#### TEXTO FORNECIDO:
▬▬▬▬▬▬

DIA NACIONAL DA VISIBILIDADE TRANS: QUE STONEWALL SE PRESENTIFIQUE
No dia nacional da visibilidade trans é fundamental resgatar a Revolta de Stonewall. Muitos leitores talvez desconheçam essa importante revolta, pois as narrativas sobre resistência e luta do movimento travesti e trans são historicamente apagadas ou preteridas nessa sociedade que privilegia a cisnormatividade. Nesse aspecto, é importante destacar que a história tradicional é caracterizada pelo apagamento de narrativas que registram a resistência de grupos oprimidos. O que encontramos em livros escolares, em enciclopédias e no imaginário popular é o registro de uma história heroica, monumental, protagonizada por figuras das classes dominantes. Esse panteão de heróis, de forma transfóbica, não cede espaço para nenhuma mulher travesti.
As histórias do movimento trans, no entanto, assim como os corpos travestis, resistem a essa lógica excludente e vivificam capítulos importantes nas lutas sociais. E um dos capítulos, sem dúvida, teve como palco Stonewall, um bar periférico nova-iorquino, o qual era frequentado por prostitutas, gays, lésbicas, bissexuais, travestis e transexuais. No bar, eram constantes os ataques truculentos de policiais que violavam cotidianamente direitos humanos. Porém em junho de 1969, cansadas das repressões que sofriam, as pessoas LGBT’s que frequentavam o espaço iniciaram um confronto com a polícia, ocupando por vários dias as ruas, criando barricadas, reagindo e resistindo à violência praticada pelo estado burguês norte americano. O levante teve apoio de inúmeras organizações de trabalhadores e deu origem a uma marcha que reuniu mais 10 mil LGBT’s. Todo esse movimento de resistência, além de ter dado início às paradas LGBT’s, acabou fomentando uma luta por direitos civis que se espalhou pelo mundo.
É sempre importante destacar que essa revolta foi iniciada e protagonizada por Sylvia Rivera – uma mulher travesti bissexual- e Marsha P. Johnson- travesti negra que fazia shows como drag queen. Essas duas travestis lideraram o levante que impôs mudanças de paradigmas, derrubou leis anti-homossexuais e que empoderou jovens de várias sociedades. Essas conquistas foram desdobramentos de uma revolta anticapitalista, que tinha a certeza de que é e será impossível alcançar liberdade sexual e de gênero dentro da esfera burguesa. A revolta de Stonewall, nesse sentido, corporificou o ideário de que é necessário transformar o mundo. No entanto, tais transformações só serão possíveis se houver como ingredientes uma luta radical contra os mecanismos de opressão burguesa e uma aproximação entre a comunidade LGBT com as organizações de trabalhadores.

▬▬▬▬▬▬

Registros do conjunto de anotação por pontos
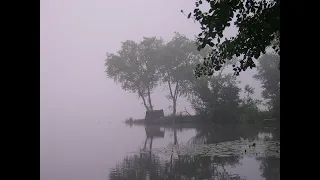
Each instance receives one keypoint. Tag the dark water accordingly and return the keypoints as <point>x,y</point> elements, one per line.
<point>101,150</point>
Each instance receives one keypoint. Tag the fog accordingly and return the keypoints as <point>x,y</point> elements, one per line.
<point>82,134</point>
<point>75,37</point>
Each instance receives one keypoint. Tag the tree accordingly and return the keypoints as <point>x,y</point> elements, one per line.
<point>217,98</point>
<point>269,76</point>
<point>134,67</point>
<point>258,24</point>
<point>176,67</point>
<point>249,106</point>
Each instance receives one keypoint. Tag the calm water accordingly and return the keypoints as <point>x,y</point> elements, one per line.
<point>101,150</point>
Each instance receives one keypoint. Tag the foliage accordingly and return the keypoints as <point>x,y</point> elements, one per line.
<point>269,76</point>
<point>250,112</point>
<point>176,66</point>
<point>258,24</point>
<point>217,98</point>
<point>134,67</point>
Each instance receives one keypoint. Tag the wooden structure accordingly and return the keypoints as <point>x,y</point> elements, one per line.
<point>153,114</point>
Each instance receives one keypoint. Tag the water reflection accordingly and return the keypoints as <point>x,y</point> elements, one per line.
<point>148,163</point>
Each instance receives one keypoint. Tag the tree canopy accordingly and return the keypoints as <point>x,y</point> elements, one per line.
<point>258,24</point>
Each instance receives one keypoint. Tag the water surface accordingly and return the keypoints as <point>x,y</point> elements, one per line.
<point>100,149</point>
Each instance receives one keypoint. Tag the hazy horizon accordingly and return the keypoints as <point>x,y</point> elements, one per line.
<point>75,37</point>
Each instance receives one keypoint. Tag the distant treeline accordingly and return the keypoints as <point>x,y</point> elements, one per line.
<point>141,67</point>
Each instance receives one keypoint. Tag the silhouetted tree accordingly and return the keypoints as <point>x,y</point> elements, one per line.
<point>177,66</point>
<point>258,24</point>
<point>269,76</point>
<point>250,112</point>
<point>134,67</point>
<point>217,98</point>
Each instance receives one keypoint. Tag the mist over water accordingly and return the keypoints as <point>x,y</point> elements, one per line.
<point>82,134</point>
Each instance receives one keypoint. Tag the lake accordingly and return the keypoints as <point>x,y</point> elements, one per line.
<point>98,149</point>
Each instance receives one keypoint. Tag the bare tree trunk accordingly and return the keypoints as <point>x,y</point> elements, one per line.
<point>149,98</point>
<point>144,100</point>
<point>173,96</point>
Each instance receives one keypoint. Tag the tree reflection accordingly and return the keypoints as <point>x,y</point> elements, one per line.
<point>270,168</point>
<point>147,164</point>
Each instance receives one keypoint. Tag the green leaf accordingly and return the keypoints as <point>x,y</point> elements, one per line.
<point>189,15</point>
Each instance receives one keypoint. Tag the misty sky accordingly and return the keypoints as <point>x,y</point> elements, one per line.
<point>76,35</point>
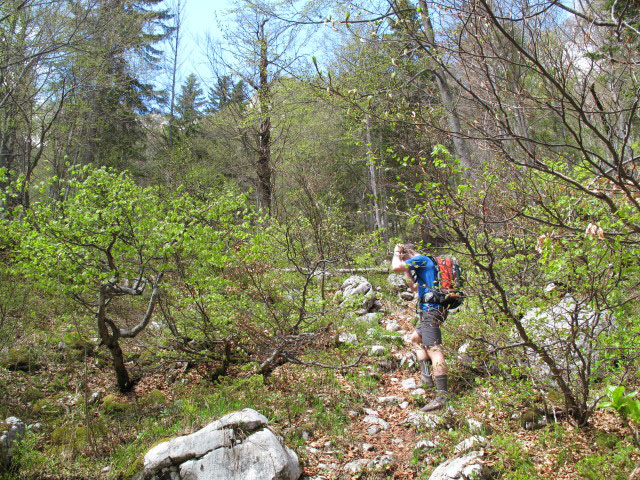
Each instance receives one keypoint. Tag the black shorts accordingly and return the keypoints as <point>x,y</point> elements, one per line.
<point>429,326</point>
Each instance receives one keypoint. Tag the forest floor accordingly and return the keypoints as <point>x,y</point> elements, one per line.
<point>323,414</point>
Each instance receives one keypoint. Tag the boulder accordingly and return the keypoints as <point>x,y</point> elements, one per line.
<point>11,431</point>
<point>397,282</point>
<point>238,446</point>
<point>357,292</point>
<point>461,468</point>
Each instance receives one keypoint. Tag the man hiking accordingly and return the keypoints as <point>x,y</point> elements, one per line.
<point>421,273</point>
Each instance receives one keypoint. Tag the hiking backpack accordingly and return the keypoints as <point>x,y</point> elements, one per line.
<point>447,289</point>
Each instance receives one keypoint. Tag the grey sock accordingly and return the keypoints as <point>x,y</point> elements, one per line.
<point>441,384</point>
<point>425,374</point>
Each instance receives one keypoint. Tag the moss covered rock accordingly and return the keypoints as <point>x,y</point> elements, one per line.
<point>112,406</point>
<point>32,394</point>
<point>20,359</point>
<point>154,398</point>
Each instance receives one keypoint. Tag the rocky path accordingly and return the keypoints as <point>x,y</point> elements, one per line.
<point>384,434</point>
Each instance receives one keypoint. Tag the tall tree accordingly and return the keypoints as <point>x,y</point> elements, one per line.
<point>259,49</point>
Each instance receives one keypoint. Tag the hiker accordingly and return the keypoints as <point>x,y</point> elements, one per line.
<point>421,274</point>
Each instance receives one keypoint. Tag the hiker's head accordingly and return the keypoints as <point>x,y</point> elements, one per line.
<point>408,250</point>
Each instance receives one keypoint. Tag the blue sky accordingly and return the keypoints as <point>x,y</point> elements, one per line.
<point>200,20</point>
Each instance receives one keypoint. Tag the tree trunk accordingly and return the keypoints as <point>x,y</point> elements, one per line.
<point>263,167</point>
<point>371,164</point>
<point>453,119</point>
<point>122,376</point>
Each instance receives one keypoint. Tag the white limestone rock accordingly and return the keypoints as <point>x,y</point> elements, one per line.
<point>236,447</point>
<point>461,468</point>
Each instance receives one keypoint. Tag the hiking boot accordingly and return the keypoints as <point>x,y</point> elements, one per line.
<point>435,404</point>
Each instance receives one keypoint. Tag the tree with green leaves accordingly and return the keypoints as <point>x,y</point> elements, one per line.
<point>107,241</point>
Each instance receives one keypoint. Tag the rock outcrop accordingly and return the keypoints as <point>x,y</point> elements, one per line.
<point>358,292</point>
<point>239,446</point>
<point>461,468</point>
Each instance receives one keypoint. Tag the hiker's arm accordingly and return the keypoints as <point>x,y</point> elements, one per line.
<point>397,264</point>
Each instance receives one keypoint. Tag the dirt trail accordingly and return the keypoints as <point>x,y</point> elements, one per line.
<point>397,441</point>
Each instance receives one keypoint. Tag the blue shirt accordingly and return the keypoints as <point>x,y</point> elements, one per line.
<point>424,274</point>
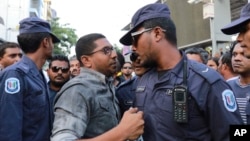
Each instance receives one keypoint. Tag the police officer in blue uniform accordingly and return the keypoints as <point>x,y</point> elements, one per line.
<point>25,113</point>
<point>181,99</point>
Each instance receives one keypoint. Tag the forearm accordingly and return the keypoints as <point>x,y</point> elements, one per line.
<point>115,134</point>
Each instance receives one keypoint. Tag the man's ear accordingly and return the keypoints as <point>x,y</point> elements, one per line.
<point>45,42</point>
<point>86,61</point>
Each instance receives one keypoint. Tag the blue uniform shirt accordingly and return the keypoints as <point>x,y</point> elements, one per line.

▬▬▬▬▬▬

#### SUAS TAREFAS:
(1) De acordo com o texto sobre a Revolta de Stonewall, em que mês e ano os frequentadores do bar iniciaram o confronto com a polícia?
(2) Continue o texto sobre a Revolta de Stonewall a partir de onde ele termina.

#### RESPOSTAS ESPERADAS:
(1) Em junho de 1969.

(2)
Faz-se necessário, então, nesse dia da visibilidade trans, resgatar o espírito de Stonewall não só pelo fato de a revolta ter como protagonismo mulheres travestis, mas também pelo fato de que a revolta mostrou a forma como podemos mudar o alarmante quadro de violência contra as pessoas travestis e transexuais no Brasil. Lembremos que vivemos no país cuja expectativa de vida de uma mulher travesti é de 35 anos, que 90% das travestis estão na prostituição e que lideramos por anos o ranking de assassinatos de transexuais. Nesse sentido, para combater esses números, o levante de Stonewall mostra que o movimento trans não pode buscar se adaptar ou se remodelar à democracia burguesa. A luta do movimento não pode ser reduzida à busca por inserção na ordem capitalista. Na verdade, o movimento LGBT, para conquistar mudanças estruturais, precisa questionar profundamente o sistema capitalista e tentar unir forças com a classe trabalhadora. Somente assim, pelo que é narrado na história de Stonewall, será possível retirar essas vozes, corpos e vivências das margens sociais.
A memória do levante de Stonewall deve ser o combustível para que enfrentemos a ordem burguesa corporificada no governo Temer, nos líderes ruralistas e na bancada evangélica que buscam a todo custo impedir o debate de gênero nas escolas e na sociedade. Encarnar o espírito de Stonewall é assumir no cotidiano uma postura revolucionária de enfrentamento aos governos burgueses que não fizeram nenhuma política pública para barrar o genocídio de travestis e transexuais. Nesse ponto, lembremos que nos governos do PT os números de transfeminicídio aumentaram de forma alarmante. Lembremos que a ex-presidenta Dilma, fazendo lobby com grupos reacionários, vetou o lançamento do Kit “Escola sem homofobia”, cartilha que levaria para as escolas o debate sobre gênero e sexualidade. Não podemos esquecer que nos 14 anos no poder, o PT não aprovou nenhuma lei sobre identidade de gênero – reivindicação histórica do movimento trans. Dessa maneira, fica patente que não podemos mais acreditar nos discursos falaciosos de Lula e do Partido dos Trabalhadores, os quais infelizmente buscaram se modelar à ordem capitalista e burguesa. Portanto, a única forma de conquistarmos nossa emancipação de gênero e de sexualidade é subverter o capitalismo e aproximar das lutas da classe trabalhadora, pilares estes que sustentaram a Revolta de Stonewall.
Duda Salabert
Ativista do movimento trans.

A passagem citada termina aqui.